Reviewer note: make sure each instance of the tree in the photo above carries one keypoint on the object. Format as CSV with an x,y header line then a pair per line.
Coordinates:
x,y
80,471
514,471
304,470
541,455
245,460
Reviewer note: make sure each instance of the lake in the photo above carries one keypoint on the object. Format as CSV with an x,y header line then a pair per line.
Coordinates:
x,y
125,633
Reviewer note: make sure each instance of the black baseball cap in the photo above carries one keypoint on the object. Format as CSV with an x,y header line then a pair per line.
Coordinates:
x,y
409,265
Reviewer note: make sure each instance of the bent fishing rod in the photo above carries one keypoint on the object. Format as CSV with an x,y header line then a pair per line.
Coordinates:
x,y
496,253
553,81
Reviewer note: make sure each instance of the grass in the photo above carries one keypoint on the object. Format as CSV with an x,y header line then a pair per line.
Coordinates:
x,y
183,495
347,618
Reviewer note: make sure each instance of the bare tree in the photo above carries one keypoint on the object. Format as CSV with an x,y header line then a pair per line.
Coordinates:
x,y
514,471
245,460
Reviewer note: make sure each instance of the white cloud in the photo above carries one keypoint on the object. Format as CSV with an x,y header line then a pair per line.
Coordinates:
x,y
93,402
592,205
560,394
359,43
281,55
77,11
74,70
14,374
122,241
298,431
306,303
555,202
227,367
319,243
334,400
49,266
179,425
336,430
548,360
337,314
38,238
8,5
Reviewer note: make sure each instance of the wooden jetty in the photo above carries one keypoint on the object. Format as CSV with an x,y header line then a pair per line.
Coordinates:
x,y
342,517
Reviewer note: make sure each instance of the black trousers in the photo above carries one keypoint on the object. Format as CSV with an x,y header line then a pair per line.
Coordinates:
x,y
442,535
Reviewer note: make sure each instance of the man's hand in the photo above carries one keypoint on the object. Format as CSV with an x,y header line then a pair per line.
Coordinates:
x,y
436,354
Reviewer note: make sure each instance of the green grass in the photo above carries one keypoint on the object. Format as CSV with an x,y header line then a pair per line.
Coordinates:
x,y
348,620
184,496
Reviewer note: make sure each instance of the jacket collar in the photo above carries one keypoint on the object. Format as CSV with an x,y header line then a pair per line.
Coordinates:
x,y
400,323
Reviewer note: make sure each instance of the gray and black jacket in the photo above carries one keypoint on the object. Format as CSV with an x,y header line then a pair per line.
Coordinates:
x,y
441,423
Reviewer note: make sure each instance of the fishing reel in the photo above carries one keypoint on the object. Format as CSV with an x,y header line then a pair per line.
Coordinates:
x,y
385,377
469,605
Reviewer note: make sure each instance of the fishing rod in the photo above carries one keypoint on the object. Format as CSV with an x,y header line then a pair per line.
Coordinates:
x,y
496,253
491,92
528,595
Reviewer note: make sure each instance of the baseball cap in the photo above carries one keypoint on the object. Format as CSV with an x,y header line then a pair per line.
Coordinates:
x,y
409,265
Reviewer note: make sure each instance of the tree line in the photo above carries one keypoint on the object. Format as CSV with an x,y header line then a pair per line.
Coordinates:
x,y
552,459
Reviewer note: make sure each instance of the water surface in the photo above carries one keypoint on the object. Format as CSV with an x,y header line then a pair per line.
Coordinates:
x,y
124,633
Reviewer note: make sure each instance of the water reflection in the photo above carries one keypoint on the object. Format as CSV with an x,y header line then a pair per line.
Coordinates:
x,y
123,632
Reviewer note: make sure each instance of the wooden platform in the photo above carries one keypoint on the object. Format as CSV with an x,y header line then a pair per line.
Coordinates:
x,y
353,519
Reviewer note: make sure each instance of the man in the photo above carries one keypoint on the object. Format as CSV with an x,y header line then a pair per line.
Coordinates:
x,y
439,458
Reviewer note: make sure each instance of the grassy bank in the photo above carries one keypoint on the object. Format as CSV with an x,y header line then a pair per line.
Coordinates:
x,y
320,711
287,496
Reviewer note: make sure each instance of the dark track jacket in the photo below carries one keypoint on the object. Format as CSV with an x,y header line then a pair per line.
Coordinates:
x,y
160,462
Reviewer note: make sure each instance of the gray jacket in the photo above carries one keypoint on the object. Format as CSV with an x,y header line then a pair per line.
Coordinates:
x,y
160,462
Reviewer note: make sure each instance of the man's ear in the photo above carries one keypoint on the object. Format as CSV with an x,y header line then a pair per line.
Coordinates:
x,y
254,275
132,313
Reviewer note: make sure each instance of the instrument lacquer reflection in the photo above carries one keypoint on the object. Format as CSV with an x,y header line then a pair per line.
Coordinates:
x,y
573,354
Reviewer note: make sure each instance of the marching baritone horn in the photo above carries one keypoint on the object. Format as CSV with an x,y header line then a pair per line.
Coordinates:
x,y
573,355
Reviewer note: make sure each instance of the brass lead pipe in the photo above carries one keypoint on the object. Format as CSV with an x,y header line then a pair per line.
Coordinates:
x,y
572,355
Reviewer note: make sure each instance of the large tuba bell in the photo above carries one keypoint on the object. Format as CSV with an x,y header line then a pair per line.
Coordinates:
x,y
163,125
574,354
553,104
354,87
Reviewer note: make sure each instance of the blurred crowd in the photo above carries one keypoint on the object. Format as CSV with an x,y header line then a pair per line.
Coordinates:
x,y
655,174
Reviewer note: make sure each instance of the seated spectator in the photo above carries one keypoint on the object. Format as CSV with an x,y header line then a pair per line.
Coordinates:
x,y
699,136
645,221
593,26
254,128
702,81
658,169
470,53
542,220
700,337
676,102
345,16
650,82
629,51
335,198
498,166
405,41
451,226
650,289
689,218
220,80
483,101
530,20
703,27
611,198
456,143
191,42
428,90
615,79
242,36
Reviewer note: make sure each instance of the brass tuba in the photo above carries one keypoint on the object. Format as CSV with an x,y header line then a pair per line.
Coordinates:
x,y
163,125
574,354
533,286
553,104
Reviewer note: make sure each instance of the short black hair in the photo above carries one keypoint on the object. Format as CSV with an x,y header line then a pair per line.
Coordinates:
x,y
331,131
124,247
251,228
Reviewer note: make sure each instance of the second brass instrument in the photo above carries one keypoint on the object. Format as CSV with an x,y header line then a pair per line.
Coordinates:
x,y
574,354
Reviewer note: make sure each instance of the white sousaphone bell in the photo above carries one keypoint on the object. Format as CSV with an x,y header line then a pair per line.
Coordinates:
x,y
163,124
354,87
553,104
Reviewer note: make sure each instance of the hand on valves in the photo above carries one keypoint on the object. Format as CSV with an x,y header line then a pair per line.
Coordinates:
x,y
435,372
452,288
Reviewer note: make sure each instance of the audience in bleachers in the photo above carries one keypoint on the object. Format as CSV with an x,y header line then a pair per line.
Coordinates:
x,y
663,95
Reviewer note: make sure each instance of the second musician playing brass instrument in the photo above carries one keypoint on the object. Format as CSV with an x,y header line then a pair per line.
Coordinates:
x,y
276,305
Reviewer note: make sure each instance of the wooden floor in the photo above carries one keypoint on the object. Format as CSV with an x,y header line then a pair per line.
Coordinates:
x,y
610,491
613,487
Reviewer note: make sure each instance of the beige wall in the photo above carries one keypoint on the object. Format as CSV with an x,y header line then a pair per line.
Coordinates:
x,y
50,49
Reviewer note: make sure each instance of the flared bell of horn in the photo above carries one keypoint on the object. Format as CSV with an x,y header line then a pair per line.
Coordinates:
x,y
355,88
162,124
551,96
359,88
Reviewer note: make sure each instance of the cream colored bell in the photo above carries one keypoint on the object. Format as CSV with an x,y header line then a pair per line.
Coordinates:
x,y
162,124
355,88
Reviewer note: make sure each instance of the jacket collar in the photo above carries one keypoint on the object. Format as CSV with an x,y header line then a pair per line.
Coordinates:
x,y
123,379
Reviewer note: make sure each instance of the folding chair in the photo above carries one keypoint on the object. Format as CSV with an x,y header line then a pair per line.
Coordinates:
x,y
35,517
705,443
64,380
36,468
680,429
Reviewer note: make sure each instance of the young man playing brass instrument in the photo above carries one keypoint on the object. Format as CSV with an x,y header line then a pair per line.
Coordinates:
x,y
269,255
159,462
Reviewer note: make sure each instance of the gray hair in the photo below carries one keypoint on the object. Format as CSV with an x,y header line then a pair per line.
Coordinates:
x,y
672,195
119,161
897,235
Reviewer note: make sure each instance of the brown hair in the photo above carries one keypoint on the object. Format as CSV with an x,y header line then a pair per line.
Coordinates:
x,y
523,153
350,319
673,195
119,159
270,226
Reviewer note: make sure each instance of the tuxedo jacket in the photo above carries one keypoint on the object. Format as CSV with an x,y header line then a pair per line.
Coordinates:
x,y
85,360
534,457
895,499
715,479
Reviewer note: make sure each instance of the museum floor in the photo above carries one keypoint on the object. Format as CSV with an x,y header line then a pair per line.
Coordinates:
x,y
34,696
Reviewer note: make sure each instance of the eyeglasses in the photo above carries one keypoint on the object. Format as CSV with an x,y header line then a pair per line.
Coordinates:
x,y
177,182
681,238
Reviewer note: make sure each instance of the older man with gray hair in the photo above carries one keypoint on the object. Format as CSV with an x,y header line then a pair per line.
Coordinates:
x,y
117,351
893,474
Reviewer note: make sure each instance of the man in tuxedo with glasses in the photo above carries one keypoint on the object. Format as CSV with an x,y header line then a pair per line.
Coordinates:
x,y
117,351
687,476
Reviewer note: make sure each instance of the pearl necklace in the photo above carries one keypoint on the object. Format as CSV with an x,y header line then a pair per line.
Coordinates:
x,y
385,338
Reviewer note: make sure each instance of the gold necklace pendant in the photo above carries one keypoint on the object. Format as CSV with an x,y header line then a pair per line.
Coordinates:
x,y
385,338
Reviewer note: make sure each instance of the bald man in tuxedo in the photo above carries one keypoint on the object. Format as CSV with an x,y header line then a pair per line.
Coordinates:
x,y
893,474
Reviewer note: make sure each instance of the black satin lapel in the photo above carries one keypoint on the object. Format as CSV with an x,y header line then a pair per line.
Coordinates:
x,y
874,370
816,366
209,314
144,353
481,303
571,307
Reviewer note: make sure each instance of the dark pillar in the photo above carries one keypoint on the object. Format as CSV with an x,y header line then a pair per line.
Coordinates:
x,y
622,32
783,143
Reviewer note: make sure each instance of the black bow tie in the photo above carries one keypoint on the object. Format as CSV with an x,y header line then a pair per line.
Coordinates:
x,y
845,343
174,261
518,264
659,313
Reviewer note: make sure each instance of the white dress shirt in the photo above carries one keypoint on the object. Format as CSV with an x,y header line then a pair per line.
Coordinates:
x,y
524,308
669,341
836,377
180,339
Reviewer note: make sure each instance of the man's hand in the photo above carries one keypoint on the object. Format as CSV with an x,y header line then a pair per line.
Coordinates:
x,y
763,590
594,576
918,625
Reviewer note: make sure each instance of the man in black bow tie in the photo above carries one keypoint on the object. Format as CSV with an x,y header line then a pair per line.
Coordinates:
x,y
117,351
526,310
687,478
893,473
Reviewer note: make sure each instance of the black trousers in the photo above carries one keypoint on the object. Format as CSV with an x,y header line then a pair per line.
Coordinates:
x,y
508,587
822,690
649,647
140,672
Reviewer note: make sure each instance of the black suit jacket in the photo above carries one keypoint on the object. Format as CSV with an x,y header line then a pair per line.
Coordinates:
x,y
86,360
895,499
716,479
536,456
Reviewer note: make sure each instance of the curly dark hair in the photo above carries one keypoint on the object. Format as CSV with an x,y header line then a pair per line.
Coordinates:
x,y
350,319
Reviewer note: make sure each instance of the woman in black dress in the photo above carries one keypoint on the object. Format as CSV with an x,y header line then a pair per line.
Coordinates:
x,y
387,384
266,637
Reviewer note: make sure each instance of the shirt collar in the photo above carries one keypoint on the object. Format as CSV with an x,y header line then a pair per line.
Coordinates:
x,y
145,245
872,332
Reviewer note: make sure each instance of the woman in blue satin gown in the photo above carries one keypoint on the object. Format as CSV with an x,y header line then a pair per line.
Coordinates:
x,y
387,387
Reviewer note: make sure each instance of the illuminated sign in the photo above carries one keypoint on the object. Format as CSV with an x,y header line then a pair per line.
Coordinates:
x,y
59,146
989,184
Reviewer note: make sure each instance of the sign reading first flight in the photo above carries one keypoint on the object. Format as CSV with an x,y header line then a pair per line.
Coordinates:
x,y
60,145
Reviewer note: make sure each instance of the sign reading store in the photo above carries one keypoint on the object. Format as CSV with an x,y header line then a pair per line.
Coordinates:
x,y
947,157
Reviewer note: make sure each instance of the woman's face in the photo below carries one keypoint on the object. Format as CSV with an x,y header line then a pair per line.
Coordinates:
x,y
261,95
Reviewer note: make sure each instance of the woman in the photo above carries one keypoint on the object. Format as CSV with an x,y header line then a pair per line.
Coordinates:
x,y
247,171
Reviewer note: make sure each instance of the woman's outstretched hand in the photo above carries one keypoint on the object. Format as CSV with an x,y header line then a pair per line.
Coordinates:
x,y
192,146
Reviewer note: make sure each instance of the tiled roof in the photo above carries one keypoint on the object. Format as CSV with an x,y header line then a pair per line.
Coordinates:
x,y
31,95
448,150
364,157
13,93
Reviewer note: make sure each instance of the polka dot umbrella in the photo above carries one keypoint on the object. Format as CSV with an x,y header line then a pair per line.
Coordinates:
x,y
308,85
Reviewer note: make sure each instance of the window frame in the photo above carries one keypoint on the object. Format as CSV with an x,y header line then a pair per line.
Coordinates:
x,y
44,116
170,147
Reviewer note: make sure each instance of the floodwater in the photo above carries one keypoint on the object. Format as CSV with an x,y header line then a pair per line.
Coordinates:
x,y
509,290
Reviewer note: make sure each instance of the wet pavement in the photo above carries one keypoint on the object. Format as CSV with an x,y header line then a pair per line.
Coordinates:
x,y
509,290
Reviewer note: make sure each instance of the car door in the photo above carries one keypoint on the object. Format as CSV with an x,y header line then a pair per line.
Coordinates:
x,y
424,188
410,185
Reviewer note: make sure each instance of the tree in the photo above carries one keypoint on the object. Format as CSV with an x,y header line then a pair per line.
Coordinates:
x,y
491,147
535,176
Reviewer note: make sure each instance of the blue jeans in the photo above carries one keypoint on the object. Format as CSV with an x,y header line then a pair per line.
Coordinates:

§ **Exercise**
Nothing outside the span should appear: transcribe the lines from the one containing "Reviewer note: make sure each instance of the floodwater" through the last line of the records.

§ **Correct output**
Reviewer note: make sure each instance of the floodwater in the photo above carries one keypoint on the object. Format as CSV with an x,y header line then a pair per line.
Coordinates:
x,y
509,290
Reviewer note: make sure each instance of the wet pavement in the photo above carries one keypoint on the object. Format as CSV with an x,y header line then a pair per line.
Coordinates:
x,y
509,290
Reviewer note: make sure each instance of the car door in the photo above carries one keypoint on the object. Format as CSV with an x,y header line then a pair per line.
Coordinates:
x,y
424,188
410,185
Reviewer note: make sure each instance of the tree in the photo above carries one keypoint on the object. Format as CSV with an x,y header line then a pair per line.
Coordinates:
x,y
491,147
535,176
Reviewer note: make sure each instance of the blue jeans in the photo above carries one keypoint on the object. Format as CSV with an x,y header line then a pair per line.
Coordinates:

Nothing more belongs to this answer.